-- START --

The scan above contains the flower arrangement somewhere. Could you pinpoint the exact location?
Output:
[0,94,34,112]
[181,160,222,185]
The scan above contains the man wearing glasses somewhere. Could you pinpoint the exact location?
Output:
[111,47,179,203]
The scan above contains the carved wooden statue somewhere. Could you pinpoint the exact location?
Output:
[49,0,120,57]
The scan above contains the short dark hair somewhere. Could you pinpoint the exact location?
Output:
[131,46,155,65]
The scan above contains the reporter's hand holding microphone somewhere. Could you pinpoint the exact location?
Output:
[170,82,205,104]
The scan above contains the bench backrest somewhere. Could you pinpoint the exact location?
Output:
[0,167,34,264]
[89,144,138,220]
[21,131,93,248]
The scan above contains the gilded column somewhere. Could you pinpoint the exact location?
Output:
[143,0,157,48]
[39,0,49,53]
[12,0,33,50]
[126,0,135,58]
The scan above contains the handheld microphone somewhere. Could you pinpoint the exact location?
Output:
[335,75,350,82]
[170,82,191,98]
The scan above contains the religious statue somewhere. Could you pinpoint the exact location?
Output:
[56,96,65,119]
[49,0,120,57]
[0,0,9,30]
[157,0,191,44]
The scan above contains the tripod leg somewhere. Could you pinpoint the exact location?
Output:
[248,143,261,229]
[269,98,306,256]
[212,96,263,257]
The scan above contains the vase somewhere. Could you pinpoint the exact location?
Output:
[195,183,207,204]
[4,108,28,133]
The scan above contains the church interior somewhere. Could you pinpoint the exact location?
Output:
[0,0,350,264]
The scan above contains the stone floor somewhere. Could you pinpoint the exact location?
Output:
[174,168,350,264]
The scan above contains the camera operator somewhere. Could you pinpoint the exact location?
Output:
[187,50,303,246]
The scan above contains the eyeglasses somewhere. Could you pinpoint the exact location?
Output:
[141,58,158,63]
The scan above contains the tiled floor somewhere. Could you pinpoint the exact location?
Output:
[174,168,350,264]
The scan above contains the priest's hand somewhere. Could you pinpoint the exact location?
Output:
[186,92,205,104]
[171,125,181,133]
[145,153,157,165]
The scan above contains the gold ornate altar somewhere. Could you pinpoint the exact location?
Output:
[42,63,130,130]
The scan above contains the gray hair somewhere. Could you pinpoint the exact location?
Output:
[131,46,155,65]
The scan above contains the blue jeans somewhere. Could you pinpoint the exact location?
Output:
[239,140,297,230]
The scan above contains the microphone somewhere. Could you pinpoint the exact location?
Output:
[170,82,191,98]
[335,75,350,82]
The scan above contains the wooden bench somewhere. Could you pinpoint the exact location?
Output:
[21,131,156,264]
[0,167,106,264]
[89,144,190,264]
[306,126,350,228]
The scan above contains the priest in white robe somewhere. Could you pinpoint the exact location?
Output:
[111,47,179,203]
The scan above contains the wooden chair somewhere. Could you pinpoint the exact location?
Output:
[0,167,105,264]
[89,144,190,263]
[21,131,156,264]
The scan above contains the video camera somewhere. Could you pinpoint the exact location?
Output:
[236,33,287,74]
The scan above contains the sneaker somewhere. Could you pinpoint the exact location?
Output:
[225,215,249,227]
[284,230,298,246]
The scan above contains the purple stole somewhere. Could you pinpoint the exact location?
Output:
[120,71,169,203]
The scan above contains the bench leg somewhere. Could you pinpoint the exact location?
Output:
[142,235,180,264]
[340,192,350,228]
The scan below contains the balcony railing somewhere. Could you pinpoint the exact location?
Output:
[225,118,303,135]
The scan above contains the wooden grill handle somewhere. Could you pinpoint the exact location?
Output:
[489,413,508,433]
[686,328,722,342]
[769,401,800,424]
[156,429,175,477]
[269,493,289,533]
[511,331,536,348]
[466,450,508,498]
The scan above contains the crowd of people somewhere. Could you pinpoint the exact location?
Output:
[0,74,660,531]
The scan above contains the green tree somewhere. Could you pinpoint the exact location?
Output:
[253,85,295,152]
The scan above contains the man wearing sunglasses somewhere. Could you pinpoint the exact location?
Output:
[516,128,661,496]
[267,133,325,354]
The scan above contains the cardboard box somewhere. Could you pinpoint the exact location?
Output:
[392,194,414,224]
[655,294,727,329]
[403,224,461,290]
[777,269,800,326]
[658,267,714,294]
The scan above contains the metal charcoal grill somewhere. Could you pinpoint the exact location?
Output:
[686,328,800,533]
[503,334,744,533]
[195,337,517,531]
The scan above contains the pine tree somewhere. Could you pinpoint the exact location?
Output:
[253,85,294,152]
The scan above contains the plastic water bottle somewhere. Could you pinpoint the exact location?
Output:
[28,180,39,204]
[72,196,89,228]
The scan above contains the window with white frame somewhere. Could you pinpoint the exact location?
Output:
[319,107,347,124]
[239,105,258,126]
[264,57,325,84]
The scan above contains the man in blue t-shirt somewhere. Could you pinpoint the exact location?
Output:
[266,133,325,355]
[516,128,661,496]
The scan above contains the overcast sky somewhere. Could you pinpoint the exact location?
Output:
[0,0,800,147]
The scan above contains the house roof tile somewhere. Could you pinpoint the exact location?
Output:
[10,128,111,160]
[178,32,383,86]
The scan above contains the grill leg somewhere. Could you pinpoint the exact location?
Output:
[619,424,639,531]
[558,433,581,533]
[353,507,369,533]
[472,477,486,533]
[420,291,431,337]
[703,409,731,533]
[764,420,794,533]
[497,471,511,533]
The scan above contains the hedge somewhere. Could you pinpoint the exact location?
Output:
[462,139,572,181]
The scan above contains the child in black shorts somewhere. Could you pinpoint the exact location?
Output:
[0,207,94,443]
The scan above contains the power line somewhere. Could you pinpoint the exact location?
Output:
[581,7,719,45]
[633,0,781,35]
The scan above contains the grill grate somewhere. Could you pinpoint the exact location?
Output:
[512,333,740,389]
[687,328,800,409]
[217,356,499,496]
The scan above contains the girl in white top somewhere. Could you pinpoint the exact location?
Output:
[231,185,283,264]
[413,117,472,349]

-- END --

Format every line of all the records above as a JSON list of strings, one string per line, leaving out blank lines.

[
  "The scan above contains the flower arrangement somewhere. Could you pinpoint the exact location?",
  "Output:",
  "[0,94,34,112]",
  "[181,160,222,185]",
  "The scan above contains the man wearing glasses somewhere. Could you pinpoint the exact location?",
  "Output:",
  "[111,47,179,203]",
  "The scan above contains the carved wooden statue somewhere. Could you pinpoint the exact location?",
  "Output:",
  "[49,0,120,57]",
  "The scan above contains the short dark hair somewhere. Could you pinpoint the exact location?",
  "Output:",
  "[131,46,155,65]",
  "The scan above contains the reporter's hand holding microphone somewhere. Could you pinpoint the exact location?",
  "Output:",
  "[170,82,205,104]",
  "The scan above contains the bench backrest somewhere. Could you pinpoint the exact location?",
  "Output:",
  "[0,167,34,264]",
  "[89,144,138,220]",
  "[21,131,93,248]",
  "The scan above contains the gilded column somewhere. Could you pinpoint the exact location?",
  "Output:",
  "[143,0,157,48]",
  "[39,0,49,53]",
  "[12,0,33,50]",
  "[126,0,135,58]",
  "The scan above contains the handheld microphone somewhere. Could you pinpoint the exact location?",
  "Output:",
  "[335,75,350,82]",
  "[170,82,191,98]",
  "The scan above contains the religious statue somewhere. Could you pinpoint the exact location?",
  "Output:",
  "[56,96,65,119]",
  "[49,0,120,57]",
  "[0,0,9,30]",
  "[157,0,191,44]",
  "The scan above contains the tripod leg somewhere. Could you pinpoint the exact location?",
  "Output:",
  "[248,143,261,229]",
  "[269,98,306,256]",
  "[212,96,263,257]",
  "The scan above contains the vase somewhere. Could you pinpoint the exact location?",
  "Output:",
  "[195,183,207,204]",
  "[4,108,28,133]",
  "The scan above contains the church interior somewhere. Could you pinpoint the exact location?",
  "Output:",
  "[0,0,350,264]",
  "The scan above contains the stone floor somewhere. Could you pinpoint the exact location?",
  "Output:",
  "[174,168,350,264]",
  "The scan above contains the camera operator somewhere. Could you pinpoint the exact location?",
  "Output:",
  "[187,50,303,246]",
  "The scan above contains the eyeglasses somewhere. Could you pinpoint the exact location?",
  "Output:",
  "[141,58,158,63]",
  "The scan above contains the tiled floor somewhere. Could you pinpoint the exact location?",
  "Output:",
  "[174,168,350,264]",
  "The scan above contains the priest's hand somewhere. Could you pinpoint the exact location?",
  "Output:",
  "[186,92,205,104]",
  "[171,125,181,133]",
  "[145,153,157,165]",
  "The scan above contains the gold ornate altar somewhere. Could you pinpoint the exact location?",
  "Output:",
  "[42,63,130,130]",
  "The scan above contains the gray hair somewhere. Could you pinpoint the exact location?",
  "Output:",
  "[131,46,155,65]",
  "The scan above contains the blue jeans somewhere. Could you pinpoint the exact location?",
  "Output:",
  "[239,140,297,230]",
  "The scan above contains the microphone somewhere. Could you pinpoint the exact location?",
  "Output:",
  "[170,82,191,98]",
  "[335,75,350,82]",
  "The scan above contains the wooden bench somewhere. Could you pinpoint the exact location?",
  "Output:",
  "[21,131,156,264]",
  "[0,167,106,264]",
  "[89,144,190,264]",
  "[306,126,350,228]",
  "The scan above contains the priest in white robe somewhere. Could you pinpoint the exact location?",
  "Output:",
  "[111,47,179,203]",
  "The scan above contains the wooden chair somewhere. Could you pinpoint the exact location?",
  "Output:",
  "[0,167,105,264]",
  "[89,144,190,263]",
  "[21,131,156,264]",
  "The scan above contains the video camera somewhere. Could you pinpoint the exact location?",
  "Output:",
  "[236,33,287,74]",
  "The scan above contains the sneaker somewhere. Could you pinpoint the exact location?",
  "Output:",
  "[225,215,249,227]",
  "[284,230,298,246]",
  "The scan above contains the purple stole somewhere. Could you pinpoint the exact location?",
  "Output:",
  "[120,71,169,203]",
  "The scan above contains the bench leg somewhere. Could you pinpoint the exact location?",
  "Output:",
  "[142,235,180,264]",
  "[340,192,350,228]",
  "The scan below contains the balcony railing somewhere. Could you pinpoint the exact location?",
  "Output:",
  "[225,118,303,135]",
  "The scan above contains the wooden grill handle somewhere. Could you pinpoint the exact location?",
  "Output:",
  "[489,413,508,433]",
  "[686,328,722,342]",
  "[769,401,800,424]",
  "[156,429,175,477]",
  "[269,493,289,533]",
  "[511,331,536,348]",
  "[466,450,508,498]",
  "The scan above contains the crowd of people somewhere. Could you pinpoint the exact location?",
  "Output:",
  "[0,74,660,531]",
  "The scan above contains the green tree somewhere. Could you pinpoint the exact location?",
  "Output:",
  "[253,85,295,152]",
  "The scan above contains the man wearing sunglasses somewhere. Could you pinpoint the exact location?",
  "Output:",
  "[516,128,661,496]",
  "[267,133,325,354]",
  "The scan above contains the cardboard box somewhere. Could you pinpoint the exact location?",
  "Output:",
  "[392,194,414,224]",
  "[655,294,727,329]",
  "[403,224,461,290]",
  "[777,269,800,326]",
  "[658,267,714,294]",
  "The scan above contains the metal charcoal grill somewhere. Could you pinpoint the exact location?",
  "Output:",
  "[686,328,800,533]",
  "[503,334,744,533]",
  "[195,337,517,531]",
  "The scan above contains the pine tree somewhere. Could you pinpoint the exact location?",
  "Output:",
  "[253,85,294,152]",
  "The scan above contains the plastic water bottle somewhere. Could you pinpoint the exact location?",
  "Output:",
  "[28,180,39,204]",
  "[72,196,89,228]",
  "The scan above contains the window with white frame somewhere. Could you pinpoint the exact location?",
  "Output:",
  "[319,107,347,124]",
  "[239,105,258,126]",
  "[264,57,325,84]",
  "The scan above contains the man in blue t-shirt somewhere. Could you pinpoint the exact location?",
  "Output:",
  "[266,133,325,355]",
  "[516,128,661,496]",
  "The scan above contains the overcast sky somewhere. Could you pinpoint the exact location?",
  "Output:",
  "[0,0,800,147]",
  "The scan above contains the house roof tile somewhere. Could you pinpoint the exact location?",
  "Output:",
  "[10,128,111,160]",
  "[178,32,383,86]",
  "The scan above contains the grill leg somewhere. Could you pinpoint the exact location?",
  "Output:",
  "[619,424,639,531]",
  "[558,433,581,533]",
  "[353,507,369,533]",
  "[472,477,486,533]",
  "[420,291,431,337]",
  "[703,409,731,533]",
  "[764,420,794,533]",
  "[497,471,511,533]",
  "The scan above contains the hedge somewhere. Could you pinpoint the exact location?",
  "Output:",
  "[462,139,572,181]",
  "The scan above contains the child in black shorts somewhere. Could you pinpoint the exact location?",
  "Output:",
  "[0,207,94,443]",
  "The scan above contains the power line somewhere. Could you pinpoint the exact location?",
  "Output:",
  "[581,7,719,45]",
  "[633,0,781,35]",
  "The scan above contains the grill grate somewhere. Could you pinpoint the exact location?",
  "Output:",
  "[512,333,740,389]",
  "[687,328,800,409]",
  "[217,356,499,496]",
  "The scan above contains the girl in white top somewhere. Could you pinpoint the exact location?",
  "Output:",
  "[231,185,283,264]",
  "[413,117,472,349]"
]